The problem |
Go through the entries below and print, exactly, the lines starting at the one with "detect balloon rope" and ending at the one with "person in dark", keeping both ends and no others.

[Dataset entries]
== Segment start ==

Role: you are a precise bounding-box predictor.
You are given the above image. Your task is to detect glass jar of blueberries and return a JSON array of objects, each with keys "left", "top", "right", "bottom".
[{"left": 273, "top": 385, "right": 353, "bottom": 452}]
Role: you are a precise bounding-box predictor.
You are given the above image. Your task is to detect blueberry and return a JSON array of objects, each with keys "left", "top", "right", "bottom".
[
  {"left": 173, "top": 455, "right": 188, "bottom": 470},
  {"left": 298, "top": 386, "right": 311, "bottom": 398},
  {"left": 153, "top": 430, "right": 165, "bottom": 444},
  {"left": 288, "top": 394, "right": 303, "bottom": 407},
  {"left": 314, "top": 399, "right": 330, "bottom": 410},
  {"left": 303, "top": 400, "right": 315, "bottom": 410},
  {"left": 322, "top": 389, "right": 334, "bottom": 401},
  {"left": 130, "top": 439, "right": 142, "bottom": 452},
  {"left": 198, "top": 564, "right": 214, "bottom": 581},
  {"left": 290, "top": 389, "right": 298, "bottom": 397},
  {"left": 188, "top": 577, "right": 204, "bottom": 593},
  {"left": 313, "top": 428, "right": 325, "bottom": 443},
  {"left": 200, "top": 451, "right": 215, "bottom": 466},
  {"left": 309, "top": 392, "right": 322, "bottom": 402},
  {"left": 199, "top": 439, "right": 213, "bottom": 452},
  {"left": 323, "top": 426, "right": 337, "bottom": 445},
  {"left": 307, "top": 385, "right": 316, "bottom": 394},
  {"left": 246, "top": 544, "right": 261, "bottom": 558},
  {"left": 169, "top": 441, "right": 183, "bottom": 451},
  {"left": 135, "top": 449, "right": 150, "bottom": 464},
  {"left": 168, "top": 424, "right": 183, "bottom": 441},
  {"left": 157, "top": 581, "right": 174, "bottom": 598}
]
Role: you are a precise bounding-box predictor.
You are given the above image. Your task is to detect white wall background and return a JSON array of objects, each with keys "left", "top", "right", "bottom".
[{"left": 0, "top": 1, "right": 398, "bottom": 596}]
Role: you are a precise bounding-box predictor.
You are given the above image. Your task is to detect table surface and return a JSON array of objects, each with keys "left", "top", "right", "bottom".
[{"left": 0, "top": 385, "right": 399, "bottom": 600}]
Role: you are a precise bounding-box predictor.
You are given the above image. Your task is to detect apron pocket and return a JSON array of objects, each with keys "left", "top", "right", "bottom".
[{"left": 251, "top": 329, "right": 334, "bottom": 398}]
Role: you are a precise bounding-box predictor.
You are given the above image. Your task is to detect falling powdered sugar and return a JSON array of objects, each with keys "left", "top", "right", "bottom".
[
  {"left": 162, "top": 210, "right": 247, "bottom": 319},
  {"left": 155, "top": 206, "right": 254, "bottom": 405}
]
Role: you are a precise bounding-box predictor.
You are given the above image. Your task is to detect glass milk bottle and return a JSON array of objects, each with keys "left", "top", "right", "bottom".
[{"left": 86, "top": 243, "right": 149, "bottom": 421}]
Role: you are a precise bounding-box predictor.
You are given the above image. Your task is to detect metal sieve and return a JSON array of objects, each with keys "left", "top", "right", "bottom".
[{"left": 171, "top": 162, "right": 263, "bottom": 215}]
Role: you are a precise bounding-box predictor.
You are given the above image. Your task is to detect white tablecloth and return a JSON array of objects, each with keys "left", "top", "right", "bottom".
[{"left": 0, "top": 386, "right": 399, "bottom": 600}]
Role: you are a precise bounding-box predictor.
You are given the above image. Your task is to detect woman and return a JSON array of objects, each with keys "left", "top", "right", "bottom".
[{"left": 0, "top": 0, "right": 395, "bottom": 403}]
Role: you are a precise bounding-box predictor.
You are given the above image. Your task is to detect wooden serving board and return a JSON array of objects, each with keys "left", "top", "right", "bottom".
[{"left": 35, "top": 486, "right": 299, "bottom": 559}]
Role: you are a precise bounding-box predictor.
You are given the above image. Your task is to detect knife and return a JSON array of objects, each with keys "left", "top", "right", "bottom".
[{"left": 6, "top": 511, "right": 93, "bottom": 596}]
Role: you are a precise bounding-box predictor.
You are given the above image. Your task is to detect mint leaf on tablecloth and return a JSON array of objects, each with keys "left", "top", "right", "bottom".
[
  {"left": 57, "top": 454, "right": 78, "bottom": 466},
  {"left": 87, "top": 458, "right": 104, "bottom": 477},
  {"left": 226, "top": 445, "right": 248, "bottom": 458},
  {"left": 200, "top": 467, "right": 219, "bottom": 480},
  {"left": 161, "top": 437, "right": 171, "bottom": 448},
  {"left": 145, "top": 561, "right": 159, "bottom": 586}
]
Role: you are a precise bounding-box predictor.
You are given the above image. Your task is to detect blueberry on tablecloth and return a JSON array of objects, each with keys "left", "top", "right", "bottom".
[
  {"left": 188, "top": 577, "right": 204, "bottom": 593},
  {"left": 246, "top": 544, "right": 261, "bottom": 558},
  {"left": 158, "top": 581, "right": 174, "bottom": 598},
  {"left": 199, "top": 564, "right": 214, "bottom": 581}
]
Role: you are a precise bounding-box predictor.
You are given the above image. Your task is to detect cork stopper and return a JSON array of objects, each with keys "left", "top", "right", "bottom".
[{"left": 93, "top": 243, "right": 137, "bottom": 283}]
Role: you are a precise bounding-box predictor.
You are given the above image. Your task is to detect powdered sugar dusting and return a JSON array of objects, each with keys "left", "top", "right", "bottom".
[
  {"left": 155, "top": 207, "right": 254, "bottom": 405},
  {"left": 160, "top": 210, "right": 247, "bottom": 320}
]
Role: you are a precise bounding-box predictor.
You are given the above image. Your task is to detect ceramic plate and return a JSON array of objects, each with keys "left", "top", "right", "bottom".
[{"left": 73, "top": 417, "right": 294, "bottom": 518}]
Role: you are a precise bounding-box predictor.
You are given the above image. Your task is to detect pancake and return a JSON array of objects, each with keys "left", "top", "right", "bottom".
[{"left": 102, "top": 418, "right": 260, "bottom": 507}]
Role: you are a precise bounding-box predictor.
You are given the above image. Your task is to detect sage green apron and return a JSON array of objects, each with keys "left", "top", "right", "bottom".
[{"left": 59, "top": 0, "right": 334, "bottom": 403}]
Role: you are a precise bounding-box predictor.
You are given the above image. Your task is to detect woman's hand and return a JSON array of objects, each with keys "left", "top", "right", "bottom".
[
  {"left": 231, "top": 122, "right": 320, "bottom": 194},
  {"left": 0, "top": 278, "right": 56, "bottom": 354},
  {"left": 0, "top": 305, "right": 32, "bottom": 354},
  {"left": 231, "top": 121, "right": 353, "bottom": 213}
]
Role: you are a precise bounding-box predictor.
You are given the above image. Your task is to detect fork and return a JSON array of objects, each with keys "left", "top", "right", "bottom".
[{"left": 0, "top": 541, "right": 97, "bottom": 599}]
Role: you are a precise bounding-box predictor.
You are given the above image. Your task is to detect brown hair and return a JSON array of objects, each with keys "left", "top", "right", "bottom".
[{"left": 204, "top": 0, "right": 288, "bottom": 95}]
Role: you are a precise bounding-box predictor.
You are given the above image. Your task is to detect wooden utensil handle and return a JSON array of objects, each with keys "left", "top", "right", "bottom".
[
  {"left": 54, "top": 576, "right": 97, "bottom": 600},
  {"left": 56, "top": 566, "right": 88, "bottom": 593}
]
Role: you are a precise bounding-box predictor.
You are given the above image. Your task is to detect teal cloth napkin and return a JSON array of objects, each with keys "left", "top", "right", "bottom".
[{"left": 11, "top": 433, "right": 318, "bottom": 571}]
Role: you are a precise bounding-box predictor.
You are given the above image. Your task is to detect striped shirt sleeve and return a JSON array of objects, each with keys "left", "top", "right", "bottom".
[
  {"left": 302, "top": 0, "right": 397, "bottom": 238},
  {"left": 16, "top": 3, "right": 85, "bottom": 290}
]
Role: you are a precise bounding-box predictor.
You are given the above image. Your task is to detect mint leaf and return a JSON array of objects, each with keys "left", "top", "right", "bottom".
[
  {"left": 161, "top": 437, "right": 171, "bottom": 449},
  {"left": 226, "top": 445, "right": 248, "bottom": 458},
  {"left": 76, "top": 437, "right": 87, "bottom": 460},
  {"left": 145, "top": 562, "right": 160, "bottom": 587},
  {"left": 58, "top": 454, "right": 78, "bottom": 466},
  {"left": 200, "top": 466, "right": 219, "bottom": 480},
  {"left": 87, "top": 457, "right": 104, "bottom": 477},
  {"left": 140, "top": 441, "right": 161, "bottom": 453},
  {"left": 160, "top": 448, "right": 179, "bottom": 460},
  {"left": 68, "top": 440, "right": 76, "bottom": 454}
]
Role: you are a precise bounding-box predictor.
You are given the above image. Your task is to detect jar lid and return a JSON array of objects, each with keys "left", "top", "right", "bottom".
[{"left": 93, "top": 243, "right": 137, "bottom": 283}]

== Segment end ==
== Segment start ==

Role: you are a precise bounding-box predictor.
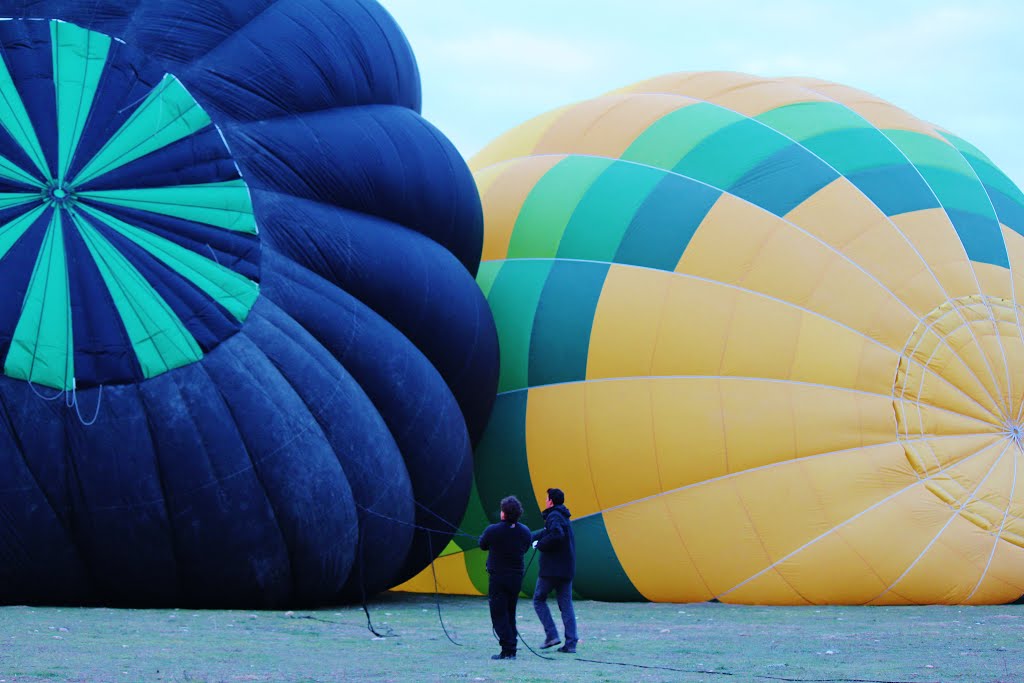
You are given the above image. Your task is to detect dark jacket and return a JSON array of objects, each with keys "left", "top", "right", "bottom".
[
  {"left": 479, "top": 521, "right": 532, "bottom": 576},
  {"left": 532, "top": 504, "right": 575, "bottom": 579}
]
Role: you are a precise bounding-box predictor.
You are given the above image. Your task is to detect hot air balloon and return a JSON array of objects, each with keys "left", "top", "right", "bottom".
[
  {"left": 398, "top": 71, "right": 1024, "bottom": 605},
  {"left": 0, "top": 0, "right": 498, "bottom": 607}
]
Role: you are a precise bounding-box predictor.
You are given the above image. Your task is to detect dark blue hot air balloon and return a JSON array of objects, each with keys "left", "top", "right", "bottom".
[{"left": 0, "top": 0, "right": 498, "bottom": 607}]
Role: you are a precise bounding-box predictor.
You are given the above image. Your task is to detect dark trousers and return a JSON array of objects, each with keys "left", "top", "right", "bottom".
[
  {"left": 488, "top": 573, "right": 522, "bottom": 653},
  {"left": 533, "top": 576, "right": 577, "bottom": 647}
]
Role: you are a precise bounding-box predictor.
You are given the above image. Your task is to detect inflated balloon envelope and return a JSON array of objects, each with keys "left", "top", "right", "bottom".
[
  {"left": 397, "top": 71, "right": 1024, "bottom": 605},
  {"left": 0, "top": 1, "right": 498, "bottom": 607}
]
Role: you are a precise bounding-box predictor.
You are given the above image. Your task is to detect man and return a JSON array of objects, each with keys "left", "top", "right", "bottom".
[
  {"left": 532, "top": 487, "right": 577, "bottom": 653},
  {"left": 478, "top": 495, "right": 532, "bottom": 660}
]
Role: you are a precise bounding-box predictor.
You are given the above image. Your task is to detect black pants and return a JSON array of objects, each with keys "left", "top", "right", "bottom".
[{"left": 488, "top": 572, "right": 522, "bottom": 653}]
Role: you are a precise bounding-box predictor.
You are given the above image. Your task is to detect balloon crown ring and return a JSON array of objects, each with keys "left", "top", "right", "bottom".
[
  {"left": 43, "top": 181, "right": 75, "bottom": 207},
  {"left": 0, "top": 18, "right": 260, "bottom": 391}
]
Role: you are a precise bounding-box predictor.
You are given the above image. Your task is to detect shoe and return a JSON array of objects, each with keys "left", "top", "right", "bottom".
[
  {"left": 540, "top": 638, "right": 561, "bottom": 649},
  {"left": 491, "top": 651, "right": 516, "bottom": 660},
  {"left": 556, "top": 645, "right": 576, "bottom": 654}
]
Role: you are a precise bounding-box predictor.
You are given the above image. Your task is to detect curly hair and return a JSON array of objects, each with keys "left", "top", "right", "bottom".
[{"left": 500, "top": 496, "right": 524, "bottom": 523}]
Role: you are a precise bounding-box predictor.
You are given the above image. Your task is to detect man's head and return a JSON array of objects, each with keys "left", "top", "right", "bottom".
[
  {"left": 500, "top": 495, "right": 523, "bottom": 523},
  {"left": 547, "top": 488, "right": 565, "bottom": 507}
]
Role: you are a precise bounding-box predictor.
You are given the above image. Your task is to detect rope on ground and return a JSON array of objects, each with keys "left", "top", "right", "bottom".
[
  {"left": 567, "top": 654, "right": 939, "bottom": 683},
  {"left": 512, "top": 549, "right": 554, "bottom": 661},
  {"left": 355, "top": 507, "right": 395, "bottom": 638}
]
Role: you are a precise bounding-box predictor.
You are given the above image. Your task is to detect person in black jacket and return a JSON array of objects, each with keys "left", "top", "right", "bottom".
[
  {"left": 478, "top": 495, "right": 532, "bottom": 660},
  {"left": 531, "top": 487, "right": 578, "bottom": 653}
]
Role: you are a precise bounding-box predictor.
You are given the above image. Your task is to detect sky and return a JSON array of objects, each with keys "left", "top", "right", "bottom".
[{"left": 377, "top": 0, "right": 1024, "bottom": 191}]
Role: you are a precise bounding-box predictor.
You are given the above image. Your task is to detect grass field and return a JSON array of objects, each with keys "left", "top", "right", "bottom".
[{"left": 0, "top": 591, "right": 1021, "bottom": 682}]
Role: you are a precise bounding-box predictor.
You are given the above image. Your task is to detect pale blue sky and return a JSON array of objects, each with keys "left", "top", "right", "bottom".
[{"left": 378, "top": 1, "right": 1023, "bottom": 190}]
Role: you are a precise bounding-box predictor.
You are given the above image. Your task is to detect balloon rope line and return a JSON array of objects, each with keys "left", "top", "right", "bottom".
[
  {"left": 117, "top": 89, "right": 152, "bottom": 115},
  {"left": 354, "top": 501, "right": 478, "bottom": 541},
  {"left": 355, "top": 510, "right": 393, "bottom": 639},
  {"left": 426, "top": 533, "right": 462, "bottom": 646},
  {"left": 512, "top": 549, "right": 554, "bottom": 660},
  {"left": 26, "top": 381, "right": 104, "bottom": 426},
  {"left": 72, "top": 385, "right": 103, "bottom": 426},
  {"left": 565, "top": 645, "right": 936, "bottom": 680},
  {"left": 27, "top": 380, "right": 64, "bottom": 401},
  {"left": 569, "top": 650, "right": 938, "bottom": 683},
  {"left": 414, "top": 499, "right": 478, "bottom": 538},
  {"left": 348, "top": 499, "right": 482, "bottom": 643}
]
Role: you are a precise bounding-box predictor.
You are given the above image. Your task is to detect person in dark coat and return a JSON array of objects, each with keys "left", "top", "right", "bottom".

== Segment end ==

Task response |
You are given the above image. Your task is to detect balloon rope line and return a JSON array of objects, each with keys "left", "top", "right", "bottom".
[
  {"left": 117, "top": 89, "right": 152, "bottom": 115},
  {"left": 354, "top": 501, "right": 478, "bottom": 541},
  {"left": 355, "top": 510, "right": 393, "bottom": 639},
  {"left": 426, "top": 533, "right": 462, "bottom": 646},
  {"left": 512, "top": 549, "right": 554, "bottom": 660},
  {"left": 26, "top": 381, "right": 104, "bottom": 426},
  {"left": 72, "top": 385, "right": 103, "bottom": 426},
  {"left": 565, "top": 645, "right": 936, "bottom": 680},
  {"left": 27, "top": 380, "right": 64, "bottom": 401},
  {"left": 569, "top": 650, "right": 938, "bottom": 683},
  {"left": 414, "top": 499, "right": 478, "bottom": 538},
  {"left": 348, "top": 499, "right": 482, "bottom": 643}
]
Role: you are a precise bounding-box predictor.
You are given the above image. Your task is to detect person in dark coat and return a JSON array of objects, each with keys "left", "top", "right", "bottom".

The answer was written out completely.